• [Requirements]:
A: Revise the patch description starting at "Tested on x86_64" and ending at "insertions(+), 47 deletions(-)", replacing "regression" with "new failures".
B: Translate the following sentence from the patch description into Spanish: "The UTF-8 character map now includes all Unicode Scalar values."

• [Document section]:

• • •

The UTF-8 character map processing is updated to use the new wider
ellipsis support. On top of this the Unicode Noncharacters compliance
is improved by adding Noncharacters to the UTF-8 character map to
allow them to be processed and transformed correctly when considering
the character map only. All gaps, excluding surrogates, for the UTF-8
character map are filled with unassigned blocks of characters. The
UTF-8 character map now includes all Unicode Scalar values.

Tested by regenerating the locale data from the Unicode data and
running the testsuite.

Tested on x86_64 and i686 without regression.
---
 localedata/unicode-gen/utf8_gen.py | 133 +++++++++++++++++++----------
 1 file changed, 86 insertions(+), 47 deletions(-)

diff --git a/localedata/unicode-gen/utf8_gen.py b/localedata/unicode-gen/utf8_gen.py
index 899840923a..56a680bc06 100755
--- a/localedata/unicode-gen/utf8_gen.py
+++ b/localedata/unicode-gen/utf8_gen.py
@@ -81,25 +81,46 @@ def process_range(start, end, outfile, name):
     # 3400;<CJK Ideograph Extension A, First>;Lo;0;L;;;;;N;;;;;
     # 4DB5;<CJK Ideograph Extension A, Last>;Lo;0;L;;;;;N;;;;;
     #
-    # The glibc UTF-8 file splits ranges like these into shorter
+    # The old glibc UTF-8 file splits ranges like these into shorter
     # ranges of 64 code points each:
     #
     # <U3400>..<U343F>     /xe3/x90/x80         <CJK Ideograph Extension A>
     # …
     # <U4D80>..<U4DB5>     /xe4/xb6/x80         <CJK Ideograph Extension A>
-    for i in range(int(start, 16), int(end, 16), 64 ):
-        if i > (int(end, 16)-64):
-            outfile.write('{:s}..{:s} {:<12s} {:s}\n'.format(
-                    unicode_utils.ucs_symbol(i),
-                    unicode_utils.ucs_symbol(int(end,16)),
-                    convert_to_hex(i),
-                    name))
-            break
-        outfile.write('{:s}..{:s} {:<12s} {:s}\n'.format(
-                unicode_utils.ucs_symbol(i),
-                unicode_utils.ucs_symbol(i+63),
-                convert_to_hex(i),
-                name))
+    #
+    # We do not split the ranges like this. It is not required. The
+    # ellipsis processing in ld-collate.c can handle any sized ranges.

• • •

• [Raw data]:
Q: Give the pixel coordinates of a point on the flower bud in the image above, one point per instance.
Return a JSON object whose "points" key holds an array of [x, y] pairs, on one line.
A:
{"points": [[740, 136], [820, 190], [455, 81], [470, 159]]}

• • •

• [Solution set]:
A:
Tested on x86_64 and i686 without new failures.
---
 localedata/unicode-gen/utf8_gen.py | 133 +++++++++++++++++++----------
 1 file changed, 86 insertions(+), 47 deletions(-)

B: El mapa de caracteres UTF-8 ahora incluye todos los valores escalares de Unicode.